SOURCE DOCUMENT:
Total precipitation from Hurricane Frances.

After its second US landfall, Frances weakened to a tropical depression as it moved through Georgia and over far western North Carolina, but with an assist from the local terrain, the storm’s remnants were still capable of causing widespread flooding.

Air rising up south-facing slopes produced some extreme precipitation totals over a short time period. Mount Mitchell received 23.57 inches over four days, including 16.50 inches on September 8 — the greatest single-day total on record at that site.

Along with a 14.62-inch storm total at Black Mountain, the rain over the Swannanoa River basin caused downstream flooding in the Asheville area.

Flooding in Biltmore Village
Flooding at Biltmore Village in Asheville after Frances. (Photo by Bill Sanders, Asheville Citizen Times)

A torrent of water rushing through the North Fork Reservoir washed out a pipeline to the city and cut off the drinking water supply, while up to five feet of flooding hit homes and businesses.

A number of debris flows were triggered by wet weather weakening embankments, including one on the Blue Ridge Parkway near Mount Mitchell and a rockslide on Interstate 40 east of Asheville.

Only one week into the month, the Mountains had already had a historic, memorable storm. Another one that would bring even more water was lurking just around the corner.

Hurricane Ivan

As Frances was headed out of North Carolina on September 8, Hurricane Ivan was nearing Category-5 status over the Caribbean Sea. It was farther south than Frances had been, but still bound for a similar destination.

Ivan was a Category-3 at landfall near Mobile, AL, but its remnants turned northeastward — again along the western edge of the upper-level ridge — to track along the North Carolina-Tennessee border on September 17.

The greatest rainfall totals came across the southern Mountains, with up to 17 inches at Cruso in Haywood County. Overall, amounts in western North Carolina were generally between 6 to 10 inches, although distinguishing the effects of Ivan’s precipitation compared to Frances’ was mostly academic since such little time passed between the two storms.

Total precipitation from Hurricane Ivan.

The waterlogged soils could hardly handle the additional moisture, finishing the job Frances had started in causing landslides and debris flows. There were about 400 reported between the two storms in North Carolina.

The most significant — and the most deadly — occurred in southeastern Macon County. A debris flow on Fishhawk Mountain rushed 2,200 feet downhill, carrying several feet of mud and 16-ton boulders at speeds of more than 30 mph. When it reached the Peeks Creek community in the valley below, it destroyed 15 homes and killed five people.

Trees and power lines in the rain-weakened ground were easily toppled by Ivan’s gusty winds, knocking out power to nearly 85,000 Progress Energy customers in western North Carolina.

BRIEF 1: Can you copy the passage of the text on Hurricanes Frances and Ivan from "Air rising up" up to and including "homes and businesses.", word for word?

EXTRACTED MATERIAL:
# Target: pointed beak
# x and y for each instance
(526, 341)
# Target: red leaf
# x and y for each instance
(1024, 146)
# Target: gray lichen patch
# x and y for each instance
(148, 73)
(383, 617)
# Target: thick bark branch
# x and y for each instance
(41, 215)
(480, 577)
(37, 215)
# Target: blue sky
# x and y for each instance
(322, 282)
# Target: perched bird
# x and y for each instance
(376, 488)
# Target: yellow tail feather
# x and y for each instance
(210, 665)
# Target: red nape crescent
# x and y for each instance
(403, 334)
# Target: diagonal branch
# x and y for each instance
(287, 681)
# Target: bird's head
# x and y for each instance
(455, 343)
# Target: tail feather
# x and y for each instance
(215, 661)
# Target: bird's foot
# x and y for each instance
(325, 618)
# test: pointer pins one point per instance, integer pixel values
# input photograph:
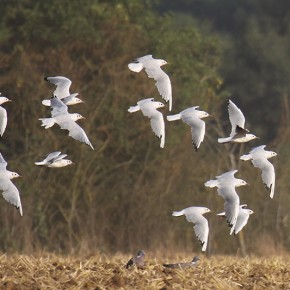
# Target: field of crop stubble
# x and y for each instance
(49, 271)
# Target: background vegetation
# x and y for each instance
(120, 196)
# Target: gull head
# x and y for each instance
(77, 116)
(240, 182)
(13, 175)
(203, 114)
(162, 62)
(4, 100)
(252, 137)
(271, 154)
(205, 210)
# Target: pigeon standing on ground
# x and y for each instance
(148, 108)
(226, 184)
(238, 134)
(62, 91)
(10, 191)
(55, 159)
(259, 157)
(194, 214)
(191, 264)
(243, 216)
(153, 69)
(138, 260)
(3, 115)
(66, 121)
(193, 118)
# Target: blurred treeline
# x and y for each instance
(120, 196)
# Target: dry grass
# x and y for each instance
(49, 271)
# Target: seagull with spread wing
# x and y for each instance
(66, 121)
(226, 184)
(193, 117)
(149, 109)
(62, 91)
(3, 114)
(153, 69)
(10, 191)
(243, 217)
(194, 214)
(55, 160)
(259, 157)
(238, 134)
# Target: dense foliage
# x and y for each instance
(120, 196)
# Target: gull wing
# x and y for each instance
(3, 120)
(11, 193)
(75, 131)
(268, 173)
(3, 163)
(236, 117)
(200, 228)
(231, 205)
(58, 107)
(163, 83)
(158, 126)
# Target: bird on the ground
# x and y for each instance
(193, 117)
(138, 260)
(183, 265)
(149, 109)
(10, 191)
(238, 134)
(55, 160)
(66, 121)
(243, 216)
(259, 157)
(62, 91)
(226, 184)
(3, 114)
(194, 214)
(153, 69)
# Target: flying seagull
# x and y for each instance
(259, 157)
(243, 216)
(238, 134)
(10, 191)
(153, 69)
(3, 115)
(62, 91)
(226, 184)
(194, 214)
(148, 108)
(193, 117)
(137, 260)
(191, 264)
(65, 120)
(55, 159)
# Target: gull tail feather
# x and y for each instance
(46, 103)
(39, 163)
(224, 140)
(173, 117)
(47, 122)
(211, 183)
(246, 157)
(133, 109)
(136, 67)
(178, 213)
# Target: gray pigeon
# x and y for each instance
(137, 260)
(187, 265)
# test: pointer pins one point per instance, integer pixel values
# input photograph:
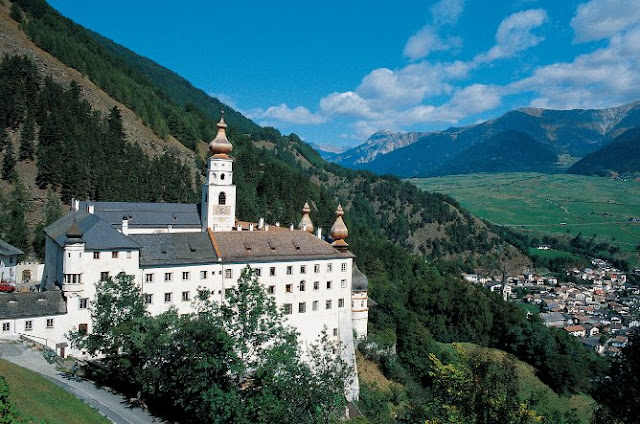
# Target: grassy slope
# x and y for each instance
(542, 203)
(37, 399)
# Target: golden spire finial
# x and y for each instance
(306, 223)
(339, 231)
(220, 145)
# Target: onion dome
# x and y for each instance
(220, 146)
(305, 222)
(339, 231)
(74, 233)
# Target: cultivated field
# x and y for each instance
(550, 203)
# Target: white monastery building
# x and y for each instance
(174, 249)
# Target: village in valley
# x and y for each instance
(596, 304)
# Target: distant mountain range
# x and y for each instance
(523, 139)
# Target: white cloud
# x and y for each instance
(426, 41)
(447, 11)
(515, 35)
(600, 19)
(385, 89)
(428, 38)
(465, 102)
(282, 113)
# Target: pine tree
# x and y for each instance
(27, 137)
(9, 163)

BRIEF 2: Would you repeat the records verbatim, from the line with "# Target: distant mountain range" up to and including the last line of the records?

EXERCISE ANSWER 1:
Air rising up south-facing slopes produced some extreme precipitation totals over a short time period. Mount Mitchell received 23.57 inches over four days, including 16.50 inches on September 8 — the greatest single-day total on record at that site.

Along with a 14.62-inch storm total at Black Mountain, the rain over the Swannanoa River basin caused downstream flooding in the Asheville area.

Flooding in Biltmore Village
Flooding at Biltmore Village in Asheville after Frances. (Photo by Bill Sanders, Asheville Citizen Times)

A torrent of water rushing through the North Fork Reservoir washed out a pipeline to the city and cut off the drinking water supply, while up to five feet of flooding hit homes and businesses.

EXERCISE ANSWER 2:
# Target: distant mountain range
# x and y for each instance
(523, 139)
# Target: white cloud
# x and y for each instance
(426, 41)
(447, 11)
(515, 35)
(600, 19)
(385, 89)
(428, 38)
(465, 102)
(282, 113)
# Target: pine tree
# x and y for each instance
(27, 137)
(9, 163)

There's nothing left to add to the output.